DATA SECTION:

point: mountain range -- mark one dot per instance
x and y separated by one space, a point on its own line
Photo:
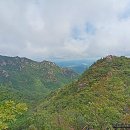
99 99
60 99
23 78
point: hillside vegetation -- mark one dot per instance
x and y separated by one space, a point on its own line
100 98
30 79
24 80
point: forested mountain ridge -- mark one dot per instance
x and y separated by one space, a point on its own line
100 98
31 79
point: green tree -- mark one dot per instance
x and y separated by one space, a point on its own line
9 111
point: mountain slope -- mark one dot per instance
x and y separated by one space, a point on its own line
30 79
98 99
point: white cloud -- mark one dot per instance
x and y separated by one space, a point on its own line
45 28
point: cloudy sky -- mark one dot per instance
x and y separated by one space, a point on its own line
66 29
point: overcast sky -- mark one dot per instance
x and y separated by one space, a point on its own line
66 29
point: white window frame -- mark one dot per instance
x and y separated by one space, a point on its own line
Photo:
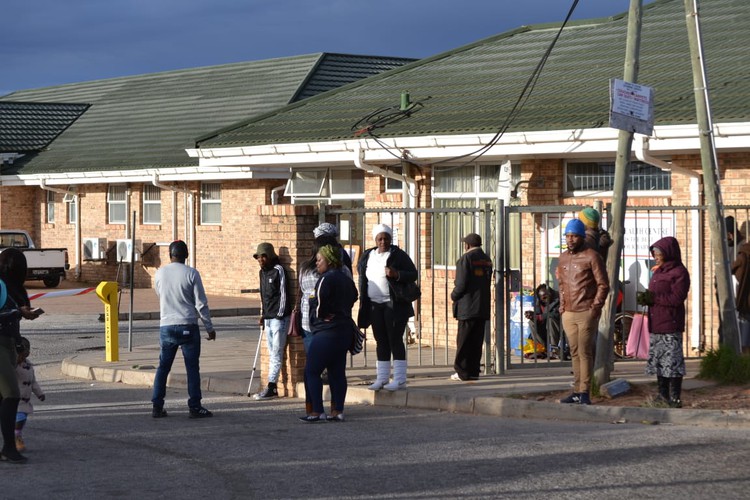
71 200
213 189
151 196
117 195
50 207
608 193
324 191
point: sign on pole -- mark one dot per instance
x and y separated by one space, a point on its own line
631 107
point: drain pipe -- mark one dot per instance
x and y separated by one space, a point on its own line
190 214
410 186
77 239
640 145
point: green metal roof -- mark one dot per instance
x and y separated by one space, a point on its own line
148 121
28 127
473 88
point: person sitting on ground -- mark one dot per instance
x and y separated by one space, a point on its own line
545 320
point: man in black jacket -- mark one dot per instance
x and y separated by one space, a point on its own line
471 306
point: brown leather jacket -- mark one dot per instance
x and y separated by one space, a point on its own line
583 281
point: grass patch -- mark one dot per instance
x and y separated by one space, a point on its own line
725 366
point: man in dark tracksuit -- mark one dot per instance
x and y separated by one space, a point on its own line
471 306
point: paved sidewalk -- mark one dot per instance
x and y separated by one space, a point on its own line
226 366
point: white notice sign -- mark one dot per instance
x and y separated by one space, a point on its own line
631 107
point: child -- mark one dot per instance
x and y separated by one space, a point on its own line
27 384
276 306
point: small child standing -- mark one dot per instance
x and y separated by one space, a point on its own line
28 384
276 307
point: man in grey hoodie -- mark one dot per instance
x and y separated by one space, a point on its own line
182 300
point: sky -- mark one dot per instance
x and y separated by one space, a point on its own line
52 42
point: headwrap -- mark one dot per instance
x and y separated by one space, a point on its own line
331 254
381 228
576 227
326 229
590 217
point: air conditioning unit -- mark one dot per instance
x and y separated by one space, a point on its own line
125 250
94 248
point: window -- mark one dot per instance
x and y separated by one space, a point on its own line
467 196
211 203
71 200
313 185
151 204
393 185
599 177
116 204
50 207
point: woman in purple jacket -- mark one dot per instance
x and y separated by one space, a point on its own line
666 295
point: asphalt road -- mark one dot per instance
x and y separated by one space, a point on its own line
99 440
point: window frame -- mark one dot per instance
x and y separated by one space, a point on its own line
114 191
50 208
606 193
147 203
210 202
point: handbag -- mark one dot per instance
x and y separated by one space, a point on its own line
638 337
405 291
295 324
358 340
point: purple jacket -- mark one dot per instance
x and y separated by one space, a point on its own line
669 286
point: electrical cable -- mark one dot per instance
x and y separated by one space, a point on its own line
374 120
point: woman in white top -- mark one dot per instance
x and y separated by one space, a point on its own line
380 269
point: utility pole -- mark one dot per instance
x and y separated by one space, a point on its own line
604 344
711 188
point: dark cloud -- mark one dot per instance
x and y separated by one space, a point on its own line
50 42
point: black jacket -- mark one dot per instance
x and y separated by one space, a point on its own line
274 292
471 291
398 260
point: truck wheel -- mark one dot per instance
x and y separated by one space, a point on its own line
51 281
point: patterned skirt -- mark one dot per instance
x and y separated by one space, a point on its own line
665 358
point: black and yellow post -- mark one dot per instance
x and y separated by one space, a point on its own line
107 293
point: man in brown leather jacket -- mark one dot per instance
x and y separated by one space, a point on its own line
583 288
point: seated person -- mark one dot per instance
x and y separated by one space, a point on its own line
545 327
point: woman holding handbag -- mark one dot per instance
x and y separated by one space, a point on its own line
666 295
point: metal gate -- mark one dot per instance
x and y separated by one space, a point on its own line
525 242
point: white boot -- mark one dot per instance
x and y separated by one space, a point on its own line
383 373
399 376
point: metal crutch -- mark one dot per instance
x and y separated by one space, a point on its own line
255 362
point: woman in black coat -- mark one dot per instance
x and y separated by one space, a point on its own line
14 304
383 269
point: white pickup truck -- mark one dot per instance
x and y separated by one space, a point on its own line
45 264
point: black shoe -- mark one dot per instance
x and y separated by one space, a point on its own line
574 398
313 419
12 456
269 392
158 412
200 413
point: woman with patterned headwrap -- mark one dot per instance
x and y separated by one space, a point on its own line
331 323
378 268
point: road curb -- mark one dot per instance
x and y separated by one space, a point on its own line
497 406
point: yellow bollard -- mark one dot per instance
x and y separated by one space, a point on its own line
107 292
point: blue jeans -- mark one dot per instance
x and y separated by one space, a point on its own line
188 338
276 331
328 350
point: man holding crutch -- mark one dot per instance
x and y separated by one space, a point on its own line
182 300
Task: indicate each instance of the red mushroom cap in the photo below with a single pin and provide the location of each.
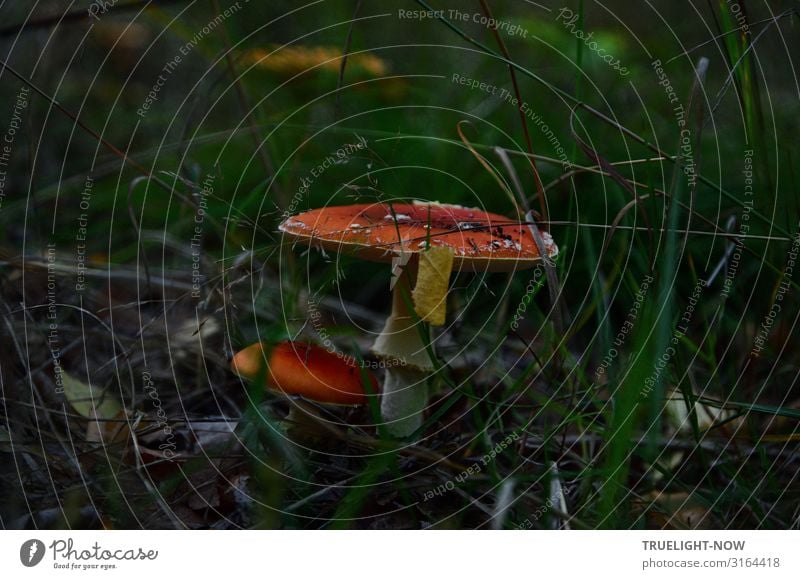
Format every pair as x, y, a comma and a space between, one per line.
306, 370
378, 231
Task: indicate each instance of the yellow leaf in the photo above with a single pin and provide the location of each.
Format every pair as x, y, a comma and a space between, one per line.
433, 279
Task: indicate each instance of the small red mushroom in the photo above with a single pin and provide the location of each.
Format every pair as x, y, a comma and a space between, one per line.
306, 370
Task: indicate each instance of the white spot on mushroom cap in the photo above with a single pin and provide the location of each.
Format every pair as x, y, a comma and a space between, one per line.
398, 217
293, 223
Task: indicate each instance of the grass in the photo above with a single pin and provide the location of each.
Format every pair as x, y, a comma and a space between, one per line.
624, 457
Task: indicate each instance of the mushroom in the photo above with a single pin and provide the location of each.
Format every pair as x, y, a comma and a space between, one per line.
304, 369
430, 239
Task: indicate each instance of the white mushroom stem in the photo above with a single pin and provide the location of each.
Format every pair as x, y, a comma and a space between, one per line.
405, 390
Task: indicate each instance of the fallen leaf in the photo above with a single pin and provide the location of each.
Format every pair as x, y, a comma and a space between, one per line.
433, 280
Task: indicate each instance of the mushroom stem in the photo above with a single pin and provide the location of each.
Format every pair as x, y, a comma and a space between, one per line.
405, 391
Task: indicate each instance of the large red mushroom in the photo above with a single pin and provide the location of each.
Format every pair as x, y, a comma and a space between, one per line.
432, 238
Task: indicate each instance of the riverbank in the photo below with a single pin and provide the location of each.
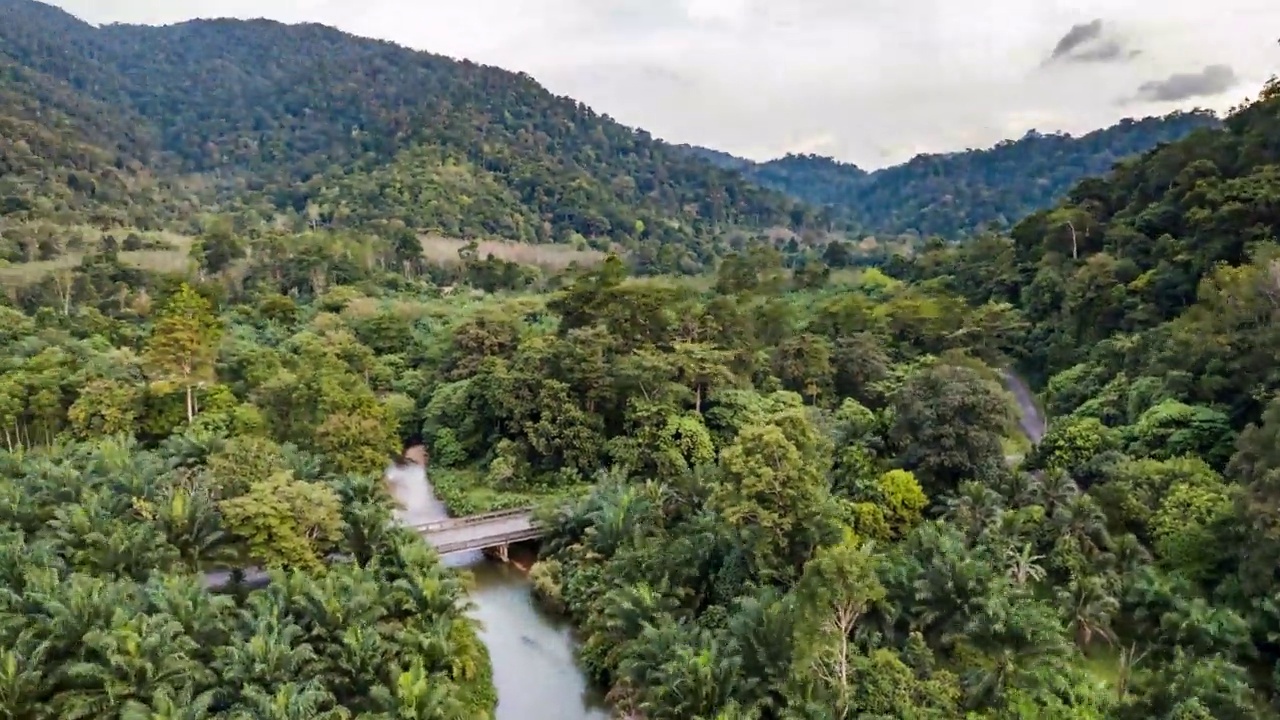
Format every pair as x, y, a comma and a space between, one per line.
531, 654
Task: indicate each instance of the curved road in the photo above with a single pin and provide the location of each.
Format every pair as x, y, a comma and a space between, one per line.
1029, 417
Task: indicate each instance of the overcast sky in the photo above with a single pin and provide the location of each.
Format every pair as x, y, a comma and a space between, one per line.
867, 81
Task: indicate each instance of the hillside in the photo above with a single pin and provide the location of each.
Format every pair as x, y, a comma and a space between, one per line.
311, 126
958, 194
1157, 281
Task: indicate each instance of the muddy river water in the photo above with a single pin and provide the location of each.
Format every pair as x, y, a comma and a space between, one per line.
531, 652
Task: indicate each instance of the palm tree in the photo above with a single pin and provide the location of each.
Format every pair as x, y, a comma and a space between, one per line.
1023, 566
168, 703
289, 701
973, 509
135, 657
1091, 605
417, 695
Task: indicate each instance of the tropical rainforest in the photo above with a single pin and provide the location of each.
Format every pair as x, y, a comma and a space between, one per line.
958, 195
777, 484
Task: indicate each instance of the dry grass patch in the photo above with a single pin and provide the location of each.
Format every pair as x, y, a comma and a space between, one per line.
444, 250
172, 259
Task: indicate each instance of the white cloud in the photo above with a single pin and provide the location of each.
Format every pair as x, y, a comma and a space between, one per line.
867, 81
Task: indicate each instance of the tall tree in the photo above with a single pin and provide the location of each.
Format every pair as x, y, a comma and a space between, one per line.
183, 346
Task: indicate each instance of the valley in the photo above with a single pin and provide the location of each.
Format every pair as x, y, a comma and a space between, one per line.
805, 443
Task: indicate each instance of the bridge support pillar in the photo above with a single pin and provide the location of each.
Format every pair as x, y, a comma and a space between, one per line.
499, 552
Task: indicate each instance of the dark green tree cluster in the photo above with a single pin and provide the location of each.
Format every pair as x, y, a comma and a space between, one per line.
151, 449
105, 615
958, 195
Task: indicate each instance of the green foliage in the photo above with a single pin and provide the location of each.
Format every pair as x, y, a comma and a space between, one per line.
310, 128
104, 614
960, 194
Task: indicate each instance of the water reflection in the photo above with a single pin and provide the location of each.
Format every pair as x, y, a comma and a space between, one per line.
534, 668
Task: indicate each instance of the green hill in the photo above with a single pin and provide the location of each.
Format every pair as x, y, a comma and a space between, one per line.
1155, 282
958, 194
311, 126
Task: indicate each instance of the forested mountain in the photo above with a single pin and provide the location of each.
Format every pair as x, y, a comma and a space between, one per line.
784, 491
959, 194
320, 127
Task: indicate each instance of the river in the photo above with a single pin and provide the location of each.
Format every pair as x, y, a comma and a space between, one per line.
534, 668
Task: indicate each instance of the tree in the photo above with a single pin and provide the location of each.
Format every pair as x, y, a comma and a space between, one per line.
837, 588
947, 425
286, 523
772, 499
183, 346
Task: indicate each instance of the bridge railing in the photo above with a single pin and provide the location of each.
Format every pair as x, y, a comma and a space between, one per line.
489, 541
453, 523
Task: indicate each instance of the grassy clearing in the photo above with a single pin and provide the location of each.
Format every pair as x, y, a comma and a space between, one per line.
444, 250
173, 258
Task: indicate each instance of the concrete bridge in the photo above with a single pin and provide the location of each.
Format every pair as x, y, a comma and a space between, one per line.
487, 531
481, 532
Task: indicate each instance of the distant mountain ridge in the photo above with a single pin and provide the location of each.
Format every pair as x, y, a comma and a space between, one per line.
958, 194
312, 126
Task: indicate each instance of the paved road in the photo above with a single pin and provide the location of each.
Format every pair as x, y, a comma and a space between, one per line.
1029, 417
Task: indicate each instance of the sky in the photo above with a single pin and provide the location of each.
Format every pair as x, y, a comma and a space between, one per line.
872, 82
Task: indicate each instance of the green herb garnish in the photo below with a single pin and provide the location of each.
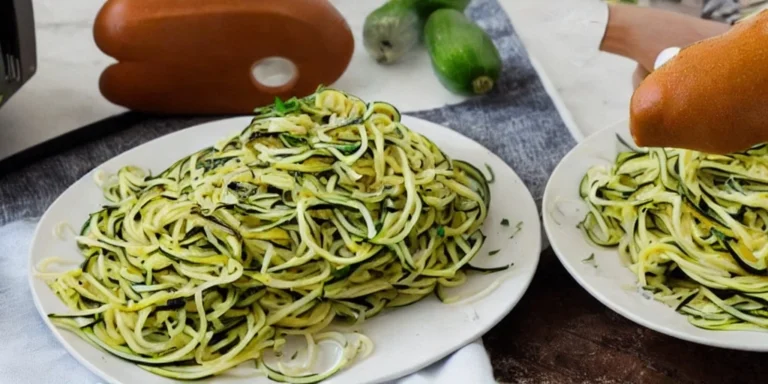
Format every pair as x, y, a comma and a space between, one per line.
590, 260
279, 106
518, 228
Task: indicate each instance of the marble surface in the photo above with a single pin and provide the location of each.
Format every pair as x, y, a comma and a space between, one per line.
591, 88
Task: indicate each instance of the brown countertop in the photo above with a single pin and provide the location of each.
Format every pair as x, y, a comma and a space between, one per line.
559, 333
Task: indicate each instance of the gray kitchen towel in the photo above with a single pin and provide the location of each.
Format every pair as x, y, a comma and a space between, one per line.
517, 121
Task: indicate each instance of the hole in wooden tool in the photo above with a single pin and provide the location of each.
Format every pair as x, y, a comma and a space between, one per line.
274, 73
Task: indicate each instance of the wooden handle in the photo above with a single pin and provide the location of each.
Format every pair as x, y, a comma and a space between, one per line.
641, 33
197, 56
711, 97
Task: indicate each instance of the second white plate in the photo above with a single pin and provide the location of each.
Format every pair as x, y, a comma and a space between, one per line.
607, 278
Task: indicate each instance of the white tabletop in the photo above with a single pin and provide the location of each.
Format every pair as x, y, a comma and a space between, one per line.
561, 35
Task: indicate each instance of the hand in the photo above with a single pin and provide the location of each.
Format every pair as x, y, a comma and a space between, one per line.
642, 33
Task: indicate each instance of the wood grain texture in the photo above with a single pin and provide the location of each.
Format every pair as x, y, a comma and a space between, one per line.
558, 333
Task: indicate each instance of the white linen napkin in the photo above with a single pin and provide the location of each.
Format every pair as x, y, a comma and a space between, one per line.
29, 353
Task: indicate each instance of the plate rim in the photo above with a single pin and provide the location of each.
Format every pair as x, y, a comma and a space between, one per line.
595, 292
525, 279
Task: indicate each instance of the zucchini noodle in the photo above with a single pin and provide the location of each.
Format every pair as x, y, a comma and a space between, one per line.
693, 228
324, 208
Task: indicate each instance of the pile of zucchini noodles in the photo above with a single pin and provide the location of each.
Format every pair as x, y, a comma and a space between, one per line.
323, 208
692, 227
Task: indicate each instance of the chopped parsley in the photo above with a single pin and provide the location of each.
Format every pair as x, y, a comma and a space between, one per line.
518, 228
490, 171
279, 106
590, 260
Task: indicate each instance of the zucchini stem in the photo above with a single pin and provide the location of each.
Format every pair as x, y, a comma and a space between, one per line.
482, 84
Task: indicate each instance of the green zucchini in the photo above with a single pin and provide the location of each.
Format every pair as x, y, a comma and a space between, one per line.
463, 55
391, 30
396, 27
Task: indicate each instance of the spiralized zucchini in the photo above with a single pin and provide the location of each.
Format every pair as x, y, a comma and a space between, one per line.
693, 228
324, 208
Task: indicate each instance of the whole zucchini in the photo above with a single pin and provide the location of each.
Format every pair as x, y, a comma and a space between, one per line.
394, 28
463, 55
391, 30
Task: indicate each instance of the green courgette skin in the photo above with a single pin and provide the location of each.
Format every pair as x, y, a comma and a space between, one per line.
391, 30
394, 28
463, 56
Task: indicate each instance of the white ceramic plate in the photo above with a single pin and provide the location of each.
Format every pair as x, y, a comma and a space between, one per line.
608, 279
406, 339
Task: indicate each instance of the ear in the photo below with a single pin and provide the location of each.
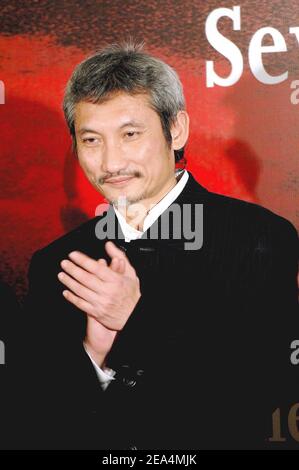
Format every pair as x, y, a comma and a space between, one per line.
180, 130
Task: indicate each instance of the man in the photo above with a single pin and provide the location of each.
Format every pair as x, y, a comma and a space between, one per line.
166, 322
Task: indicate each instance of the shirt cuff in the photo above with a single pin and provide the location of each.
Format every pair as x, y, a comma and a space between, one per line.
105, 375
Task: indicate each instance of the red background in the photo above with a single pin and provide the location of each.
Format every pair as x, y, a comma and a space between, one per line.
244, 138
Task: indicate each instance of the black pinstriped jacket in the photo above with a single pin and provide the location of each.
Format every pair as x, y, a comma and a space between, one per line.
203, 361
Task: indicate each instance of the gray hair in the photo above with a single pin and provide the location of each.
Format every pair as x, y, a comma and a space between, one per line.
126, 67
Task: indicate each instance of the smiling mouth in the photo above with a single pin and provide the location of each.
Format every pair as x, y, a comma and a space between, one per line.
119, 181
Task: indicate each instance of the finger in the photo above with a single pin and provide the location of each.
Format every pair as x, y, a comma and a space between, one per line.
77, 288
113, 251
92, 266
78, 302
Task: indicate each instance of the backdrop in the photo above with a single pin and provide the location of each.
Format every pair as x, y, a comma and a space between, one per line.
244, 135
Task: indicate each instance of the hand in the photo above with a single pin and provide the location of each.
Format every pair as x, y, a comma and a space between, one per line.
105, 293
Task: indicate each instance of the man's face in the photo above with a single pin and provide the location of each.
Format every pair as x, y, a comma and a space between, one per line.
122, 149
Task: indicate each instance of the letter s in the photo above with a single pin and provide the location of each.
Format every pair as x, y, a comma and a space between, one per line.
224, 46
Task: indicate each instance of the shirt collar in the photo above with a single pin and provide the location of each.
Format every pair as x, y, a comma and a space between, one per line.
130, 233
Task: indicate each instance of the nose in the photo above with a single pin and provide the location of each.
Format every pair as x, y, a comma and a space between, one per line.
113, 159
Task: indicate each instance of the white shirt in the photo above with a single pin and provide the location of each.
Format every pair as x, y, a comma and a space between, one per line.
106, 375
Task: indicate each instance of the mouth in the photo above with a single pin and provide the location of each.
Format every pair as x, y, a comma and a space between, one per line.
121, 181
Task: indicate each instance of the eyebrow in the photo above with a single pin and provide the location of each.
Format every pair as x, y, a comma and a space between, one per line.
131, 123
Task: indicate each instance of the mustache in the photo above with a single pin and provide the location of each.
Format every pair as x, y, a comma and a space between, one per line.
100, 181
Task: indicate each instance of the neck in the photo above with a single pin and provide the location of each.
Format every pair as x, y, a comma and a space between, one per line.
136, 213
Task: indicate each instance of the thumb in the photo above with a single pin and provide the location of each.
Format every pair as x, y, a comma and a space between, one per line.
117, 265
114, 252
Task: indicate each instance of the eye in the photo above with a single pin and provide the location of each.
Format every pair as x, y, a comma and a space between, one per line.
132, 134
90, 140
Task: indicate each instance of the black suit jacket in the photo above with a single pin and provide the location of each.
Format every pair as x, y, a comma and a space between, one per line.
203, 361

TASK TO COMPLETE:
Print nothing but the lines from the line with "Task: indicate each instance of the thumb" to the last line of the records above. Both of those lines count.

RESULT:
Task: indicate each instance of the thumb in the photo above with a single pin and provide the location of each.
Format every pair as x, y, a comma and a space between, one per line.
117, 265
114, 252
Task: indicate each instance of the eye in the photo above with a single pin and provide the location of each.
Format every pair as x, y, a comma and a space between, one per line.
132, 134
90, 140
Task: indicate each instance of the black suit jacket in the photo above with a single pin and provide the location of each.
Format every pair as x, y, a comma and a space between, one per line.
203, 361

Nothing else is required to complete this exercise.